What you should do:
Count the lines in the records below that contain the string "every". Case counts. Give only the number.

──────────

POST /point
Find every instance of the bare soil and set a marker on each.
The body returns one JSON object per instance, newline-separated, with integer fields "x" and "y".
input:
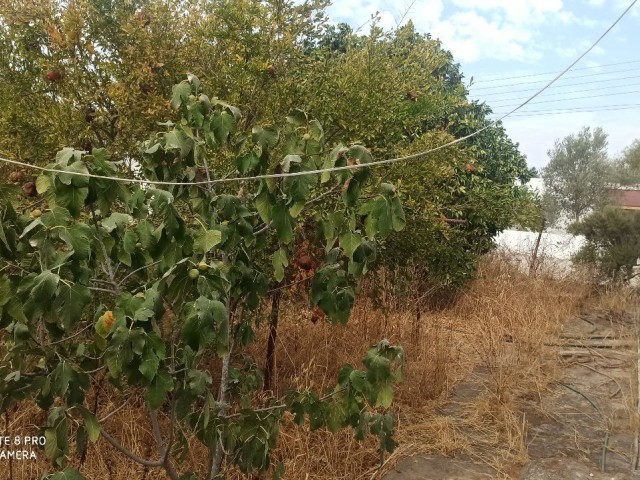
{"x": 581, "y": 426}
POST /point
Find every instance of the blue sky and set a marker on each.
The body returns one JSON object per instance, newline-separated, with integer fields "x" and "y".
{"x": 495, "y": 40}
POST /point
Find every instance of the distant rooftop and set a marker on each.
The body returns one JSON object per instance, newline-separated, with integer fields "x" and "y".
{"x": 627, "y": 199}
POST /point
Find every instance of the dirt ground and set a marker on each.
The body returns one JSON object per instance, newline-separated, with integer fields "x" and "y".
{"x": 581, "y": 426}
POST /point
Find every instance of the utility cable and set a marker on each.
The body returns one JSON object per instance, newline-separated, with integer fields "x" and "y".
{"x": 555, "y": 100}
{"x": 490, "y": 95}
{"x": 498, "y": 79}
{"x": 407, "y": 158}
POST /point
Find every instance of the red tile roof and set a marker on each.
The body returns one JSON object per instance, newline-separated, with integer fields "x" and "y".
{"x": 626, "y": 198}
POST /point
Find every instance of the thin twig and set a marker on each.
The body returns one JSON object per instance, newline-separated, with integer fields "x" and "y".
{"x": 137, "y": 270}
{"x": 70, "y": 336}
{"x": 112, "y": 413}
{"x": 115, "y": 444}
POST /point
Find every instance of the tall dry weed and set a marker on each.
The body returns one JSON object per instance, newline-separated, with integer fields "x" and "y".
{"x": 499, "y": 324}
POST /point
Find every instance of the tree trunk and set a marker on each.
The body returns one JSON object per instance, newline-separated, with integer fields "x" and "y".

──────────

Answer to the task:
9